*PAGE EXTRACT:*
-------------------------

Typically, the PSF of a modulator used in lensless imaging is designed to have

• an auto-correlation that is close to a Dirac impulse and

• a flat magnitude spectrum in the Fourier domain, so that as much spatial frequencies as possible are preserved without significant changes of their contributions to the signal.

## Image reconstruction#

The image formed on the sensor of lensless imaging systems typically looks blurred or completely scrambled, i.e., useless for the naked human eye.

In most cases, there is a linear relationship between the observed scene and the resulting measurements on the sensor. Suitable reconstruction algorithms try to invert this mapping in order to obtain a sharp image of the scene based on the blurred and scrambled measurements.

Forward model

For a given lensless imaging system, the relationship between the observed scene and the corresponding measurements can be formalized in a so-called forward model.

The forward model calculates the measurements that can be expected given a certain scene. The model has to achieve a trade-off between physical accuracy and tractability of the reconstruction that is adequate for the targeted application.

### Forward model for 2D imaging#

#### General linear model#

If the scene is assumed to be a two-dimensional plane located at some distance to the imaging system and being oriented perpendicular to the optical axis, the simplest form of an adequate forward model can be expressed via the following general linear model:

\begin{align} \mathbf{y} = \mathbf{Hx} \,, \end{align}

with the intensities $$\mathbf{x}$$ emerging from every sampled scene point, the measurement matrix $$\mathbf{H}$$ and the resulting measurements $$\mathbf{y}$$.

This model can be interpreted as if every column $$\mathbf{H}[i]$$ of $$\mathbf{H}$$ stores the sensor image that is associated with the corresponding scene point (i.e., element $$x_i$$ of $$\mathbf{x}$$). The value of $$x_i$$ (i.e., the reflected intensity of that scene point) then scales $$\mathbf{H}[i]$$ before the images corresponding to all captured scene points are additively superposed and yield the measurement $$\mathbf{y}$$.

Unfortunately, using this simple model is usually computationally intractable.

To reconstruct a one megapixel image for a one megapixel sensor the matrix $$\mathbf{H}$$ would have $$10^6 \cdot 10^6 = 10^{12}$$ elements and hence $$10^{12}$$ multiplications would have to be carried out for every evaluation of the forward model.

-------------------------

*LISTED RECORDS:*
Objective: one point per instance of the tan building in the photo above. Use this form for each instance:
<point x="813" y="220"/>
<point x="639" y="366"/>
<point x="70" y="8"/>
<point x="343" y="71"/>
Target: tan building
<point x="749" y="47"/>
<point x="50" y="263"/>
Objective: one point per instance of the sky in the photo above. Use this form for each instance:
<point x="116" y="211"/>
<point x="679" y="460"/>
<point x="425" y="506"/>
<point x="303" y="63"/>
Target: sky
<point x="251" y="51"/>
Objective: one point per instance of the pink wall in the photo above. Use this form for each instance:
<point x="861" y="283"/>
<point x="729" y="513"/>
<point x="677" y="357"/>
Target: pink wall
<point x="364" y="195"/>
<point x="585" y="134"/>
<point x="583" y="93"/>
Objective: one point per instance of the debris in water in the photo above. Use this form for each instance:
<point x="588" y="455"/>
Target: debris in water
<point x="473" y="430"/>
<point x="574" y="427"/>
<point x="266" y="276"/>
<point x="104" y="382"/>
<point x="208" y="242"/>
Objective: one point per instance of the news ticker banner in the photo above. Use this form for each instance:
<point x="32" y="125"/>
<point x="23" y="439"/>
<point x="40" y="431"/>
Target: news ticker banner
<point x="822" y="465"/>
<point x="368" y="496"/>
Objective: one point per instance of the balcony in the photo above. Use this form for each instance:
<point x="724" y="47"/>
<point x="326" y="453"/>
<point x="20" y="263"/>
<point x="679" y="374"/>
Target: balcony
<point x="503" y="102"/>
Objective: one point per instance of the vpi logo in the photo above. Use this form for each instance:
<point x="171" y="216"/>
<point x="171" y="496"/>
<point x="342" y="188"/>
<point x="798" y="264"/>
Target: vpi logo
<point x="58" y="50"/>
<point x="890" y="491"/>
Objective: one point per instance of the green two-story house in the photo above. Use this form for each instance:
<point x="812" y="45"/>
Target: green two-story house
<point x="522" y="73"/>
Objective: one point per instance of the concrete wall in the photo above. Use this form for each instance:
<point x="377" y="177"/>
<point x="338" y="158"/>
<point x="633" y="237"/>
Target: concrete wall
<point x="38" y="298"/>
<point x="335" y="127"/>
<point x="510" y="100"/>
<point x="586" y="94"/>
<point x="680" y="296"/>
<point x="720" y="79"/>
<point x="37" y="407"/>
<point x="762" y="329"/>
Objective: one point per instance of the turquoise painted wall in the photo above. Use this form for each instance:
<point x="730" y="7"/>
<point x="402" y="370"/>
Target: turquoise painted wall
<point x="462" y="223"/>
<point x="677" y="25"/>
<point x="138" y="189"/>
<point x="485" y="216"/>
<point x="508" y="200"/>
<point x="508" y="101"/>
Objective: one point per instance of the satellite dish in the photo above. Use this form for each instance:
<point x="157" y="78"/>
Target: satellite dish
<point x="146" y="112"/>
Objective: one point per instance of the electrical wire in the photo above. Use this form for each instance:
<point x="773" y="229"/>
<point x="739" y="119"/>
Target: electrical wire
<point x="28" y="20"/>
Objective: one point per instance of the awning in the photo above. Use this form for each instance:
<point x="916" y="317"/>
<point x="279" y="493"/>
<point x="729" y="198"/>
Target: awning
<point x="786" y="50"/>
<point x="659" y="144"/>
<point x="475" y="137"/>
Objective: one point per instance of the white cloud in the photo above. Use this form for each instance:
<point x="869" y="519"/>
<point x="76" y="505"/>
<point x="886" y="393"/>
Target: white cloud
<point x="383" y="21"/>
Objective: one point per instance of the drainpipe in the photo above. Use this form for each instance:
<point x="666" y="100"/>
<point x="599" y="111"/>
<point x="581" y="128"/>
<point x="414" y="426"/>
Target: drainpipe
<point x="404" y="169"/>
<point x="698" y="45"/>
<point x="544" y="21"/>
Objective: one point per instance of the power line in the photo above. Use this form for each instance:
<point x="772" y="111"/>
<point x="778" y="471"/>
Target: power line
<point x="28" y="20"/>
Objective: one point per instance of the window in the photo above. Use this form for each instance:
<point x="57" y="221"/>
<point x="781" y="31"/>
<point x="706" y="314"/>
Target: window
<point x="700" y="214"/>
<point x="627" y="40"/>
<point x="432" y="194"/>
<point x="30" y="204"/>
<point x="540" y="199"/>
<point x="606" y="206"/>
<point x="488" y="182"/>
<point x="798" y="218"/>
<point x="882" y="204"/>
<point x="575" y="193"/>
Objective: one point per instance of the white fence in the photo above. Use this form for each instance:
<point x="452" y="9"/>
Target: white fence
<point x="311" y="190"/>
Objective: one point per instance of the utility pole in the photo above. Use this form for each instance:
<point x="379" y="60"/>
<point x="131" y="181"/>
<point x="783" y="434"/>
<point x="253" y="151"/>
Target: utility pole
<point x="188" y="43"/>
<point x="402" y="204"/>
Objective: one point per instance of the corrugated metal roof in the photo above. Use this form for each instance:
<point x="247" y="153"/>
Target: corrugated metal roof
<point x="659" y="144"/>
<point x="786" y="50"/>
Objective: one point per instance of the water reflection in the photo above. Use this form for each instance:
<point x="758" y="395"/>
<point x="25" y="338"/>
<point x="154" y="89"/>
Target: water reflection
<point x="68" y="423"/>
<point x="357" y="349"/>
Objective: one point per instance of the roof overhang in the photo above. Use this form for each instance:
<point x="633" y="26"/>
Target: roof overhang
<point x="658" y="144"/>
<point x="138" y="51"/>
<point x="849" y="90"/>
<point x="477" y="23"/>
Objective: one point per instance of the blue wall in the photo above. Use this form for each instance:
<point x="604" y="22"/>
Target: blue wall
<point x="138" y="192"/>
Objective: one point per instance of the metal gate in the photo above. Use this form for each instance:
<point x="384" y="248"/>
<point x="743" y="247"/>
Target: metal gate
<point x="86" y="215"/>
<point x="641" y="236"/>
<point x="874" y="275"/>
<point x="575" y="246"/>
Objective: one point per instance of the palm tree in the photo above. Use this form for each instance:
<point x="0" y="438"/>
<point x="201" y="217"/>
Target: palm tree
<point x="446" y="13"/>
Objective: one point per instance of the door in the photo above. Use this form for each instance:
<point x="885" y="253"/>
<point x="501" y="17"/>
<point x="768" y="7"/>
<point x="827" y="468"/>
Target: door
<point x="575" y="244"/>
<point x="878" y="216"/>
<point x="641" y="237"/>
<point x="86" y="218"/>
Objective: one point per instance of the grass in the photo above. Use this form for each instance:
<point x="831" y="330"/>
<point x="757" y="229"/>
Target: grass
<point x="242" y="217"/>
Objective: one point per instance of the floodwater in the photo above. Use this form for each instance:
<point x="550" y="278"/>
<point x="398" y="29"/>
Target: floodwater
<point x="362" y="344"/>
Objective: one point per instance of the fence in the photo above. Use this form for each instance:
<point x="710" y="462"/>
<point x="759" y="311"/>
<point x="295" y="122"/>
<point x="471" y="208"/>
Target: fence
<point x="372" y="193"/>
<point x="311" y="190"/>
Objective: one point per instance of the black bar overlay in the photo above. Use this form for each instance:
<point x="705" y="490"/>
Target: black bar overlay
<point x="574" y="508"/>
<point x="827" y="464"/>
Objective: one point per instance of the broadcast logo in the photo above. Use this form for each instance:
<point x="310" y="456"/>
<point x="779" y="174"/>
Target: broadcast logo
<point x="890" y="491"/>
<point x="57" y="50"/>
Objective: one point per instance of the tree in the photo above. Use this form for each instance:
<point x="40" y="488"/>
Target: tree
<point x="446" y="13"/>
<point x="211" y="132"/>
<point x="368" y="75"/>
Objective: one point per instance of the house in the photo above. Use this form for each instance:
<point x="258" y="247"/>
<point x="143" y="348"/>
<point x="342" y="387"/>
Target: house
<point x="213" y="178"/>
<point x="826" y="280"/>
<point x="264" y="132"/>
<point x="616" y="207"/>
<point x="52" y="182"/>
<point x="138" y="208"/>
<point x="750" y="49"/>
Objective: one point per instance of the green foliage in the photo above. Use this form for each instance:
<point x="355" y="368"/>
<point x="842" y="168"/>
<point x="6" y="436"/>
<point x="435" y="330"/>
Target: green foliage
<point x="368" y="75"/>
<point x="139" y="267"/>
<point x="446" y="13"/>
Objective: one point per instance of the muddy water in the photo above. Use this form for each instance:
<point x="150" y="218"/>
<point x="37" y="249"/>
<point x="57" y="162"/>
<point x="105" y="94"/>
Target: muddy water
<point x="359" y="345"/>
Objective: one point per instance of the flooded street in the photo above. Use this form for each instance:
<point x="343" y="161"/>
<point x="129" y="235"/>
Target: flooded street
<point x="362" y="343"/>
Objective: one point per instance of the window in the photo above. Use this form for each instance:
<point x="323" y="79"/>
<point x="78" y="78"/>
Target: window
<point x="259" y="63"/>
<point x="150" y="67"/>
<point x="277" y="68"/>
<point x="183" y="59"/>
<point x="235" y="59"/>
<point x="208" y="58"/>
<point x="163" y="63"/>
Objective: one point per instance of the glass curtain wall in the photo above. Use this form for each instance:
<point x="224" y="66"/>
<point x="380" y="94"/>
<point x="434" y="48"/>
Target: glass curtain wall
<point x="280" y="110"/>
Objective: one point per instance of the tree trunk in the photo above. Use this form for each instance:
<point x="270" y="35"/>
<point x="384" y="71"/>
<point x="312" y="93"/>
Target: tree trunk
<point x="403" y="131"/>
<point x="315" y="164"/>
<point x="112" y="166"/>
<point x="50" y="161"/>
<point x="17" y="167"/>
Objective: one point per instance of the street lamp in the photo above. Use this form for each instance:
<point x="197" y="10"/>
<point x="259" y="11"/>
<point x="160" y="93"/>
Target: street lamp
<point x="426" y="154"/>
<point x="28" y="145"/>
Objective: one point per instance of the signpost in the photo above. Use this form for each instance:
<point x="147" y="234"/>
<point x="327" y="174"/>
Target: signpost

-------------------------

*OBJECTIVE 1:* Please return each line of the records that contains the word "white", treating uppercase and lowercase as different.
*OBJECTIVE 2:* Carry the lensless imaging text forward, starting right after its last sentence.

*RIGHT ANSWER 1:*
Objective: one point per instance of the white cloud in the photo above. Use this form for each instance:
Target: white cloud
Objective: one point per instance of the white fence in the photo above. Use this form for each instance:
Target: white fence

*RIGHT ANSWER 2:*
There are two common approaches for alternative models that reduce the computational complexity, convolutional models and separability models.

#### Convolutional model#

The general linear model can be approximated as a linear shift-invariant system via a convolution of the scene intensities $$x(m,n)$$ with the PSF $$h(m,n)$$, i.e.,

\begin{align} y = x * h \,, \end{align}

when the following conditions hold:

1. Narrow field of view,

2. sufficient distance between mask and sensor,

3. far-field approximation.

• Instead of storing $$\mathbf{H}$$, only the 2D convolution kernel $$h$$ has to be stored,

• model evaluation can be efficiently performed in the Fourier domain.

However, when the mentioned conditions are violated, the assumed shift-invariance breaks down and the convolutional model does no longer yield good approximations.

One possible mitigation to this problem is to use different convolution kernels depending on the lateral pixel position on the sensor (so-called local convolutional models).

#### Separability model#

Another way to reduce the complexity of the general model is to use modulation masks with a spatial pattern that is separable, i.e., that can be represented as the outer product of two vectors $$\Phi_\mathrm{L}, \Phi_\mathrm{R}$$.

The image formation is then described by:

\begin{align} \mathbf{y} = \Phi_\mathrm{L}\Phi_\mathrm{R}\transp \mathbf{x} \end{align}

### Forward model for 3D-imaging#

The 2D forward model can easily extended to the case of 3D-imaging since

• the relations between scene intensities and sensor measurements are depth-dependent and

• the intensity distributions from different depths are additively superposed on the sensor.

Hence, all previously described approaches can be extended to 3D by simply additively iterating over all discrete depths $$z$$ of interest. This leads to the following expressions for the 3D case:

#### General linear model for 3D:#

\begin{align} \mathbf{y} = \sum\limits_z \mathbf{H}_z \mathbf{x}_z \,. \end{align}

#### Convolutional model for 3D:#

\begin{align} y = \sum\limits_z x_z * h_z \,. \end{align}

#### Separability model for 3D:#

\begin{align} \mathbf{y} = \sum\limits_z \Phi_{\mathrm{L},z}\Phi_{\mathrm{R},z}\transp \mathbf{x}_z \,. \end{align}

### Calibration#

In order to evaluate the forward model, the actual parameters, i.e., the matrix $$\mathbf{H}$$, the kernel $$h$$ or $$\Phi_\mathrm{L}, \Phi_\mathrm{R}$$ have to be determined.

There are two possible ways to determine these parameters:

Model-based calibration

The optical system design is known due to the design process and the model parameters are simulated via appropriate wavefront propagation models or raytracing methods.

Advantage: No measurements have to be acquired.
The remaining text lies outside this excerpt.